Stored data entries
··········

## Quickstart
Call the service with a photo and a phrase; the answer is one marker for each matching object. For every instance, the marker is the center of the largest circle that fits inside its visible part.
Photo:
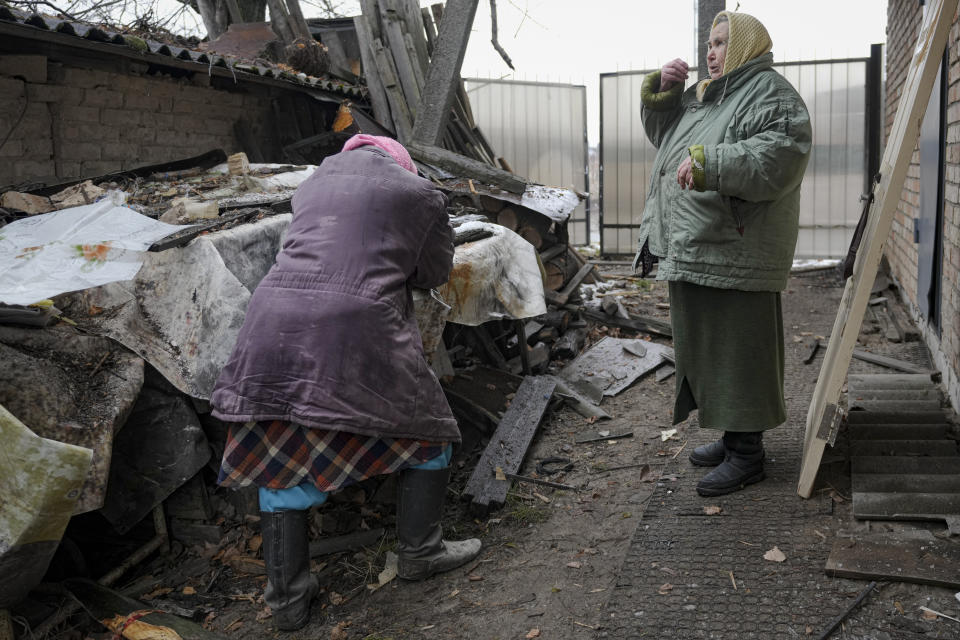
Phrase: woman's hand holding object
(673, 72)
(685, 174)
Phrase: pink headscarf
(391, 146)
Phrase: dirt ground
(550, 557)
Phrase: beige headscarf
(748, 39)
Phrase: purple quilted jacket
(330, 339)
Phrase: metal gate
(540, 129)
(835, 94)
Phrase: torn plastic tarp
(40, 483)
(493, 278)
(74, 249)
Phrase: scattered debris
(774, 555)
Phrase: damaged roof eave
(59, 33)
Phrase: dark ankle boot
(743, 465)
(709, 455)
(286, 553)
(421, 549)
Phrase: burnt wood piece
(570, 344)
(637, 323)
(560, 298)
(467, 167)
(508, 445)
(443, 76)
(490, 347)
(923, 560)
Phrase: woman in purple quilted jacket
(328, 385)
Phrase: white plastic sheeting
(74, 248)
(493, 278)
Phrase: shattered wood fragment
(104, 604)
(509, 444)
(636, 323)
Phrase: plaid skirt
(279, 455)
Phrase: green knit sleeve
(657, 100)
(698, 163)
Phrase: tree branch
(493, 37)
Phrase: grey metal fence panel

··········

▶ [Brief]: Rewrite every row above, phrases included, and increase each coordinate in the answer points by 7. Leave the pictures out of your version.

▶ [Result below]:
## Quickstart
Call the service with a photo and a phrase; the answer is one marker for each matching object. For every instance, the marker is the center of the largest circle that fits inside its visible part.
Photo:
Phrase: woman's hand holding object
(680, 79)
(692, 181)
Phrase: pink headscarf
(398, 153)
Phrase: dirt ground
(557, 564)
Phrase: beige headscarf
(755, 46)
Phrase: purple quilted jacket
(337, 346)
Phrase: metal gate
(547, 136)
(842, 101)
Phrase: torn plastic tarp
(47, 490)
(500, 285)
(81, 256)
Phrase: scattered debris
(781, 562)
Phrase: damaged roof eave
(66, 40)
Phrase: dark ankle boot
(750, 472)
(716, 462)
(293, 560)
(428, 556)
Phrase: burnt wood piece
(577, 351)
(644, 330)
(567, 305)
(474, 174)
(515, 452)
(450, 83)
(497, 354)
(930, 567)
Phrase: woman in purple quilted jacket
(335, 392)
Phrase: white plastic sheeting
(81, 255)
(500, 285)
Phrase: shattered wood fragment
(111, 611)
(516, 451)
(643, 330)
Phrase: plaid skirt
(286, 462)
Phrase: green knit sleeve
(664, 107)
(705, 170)
Phrase: tree branch
(500, 44)
Phrase: grey metal fence panel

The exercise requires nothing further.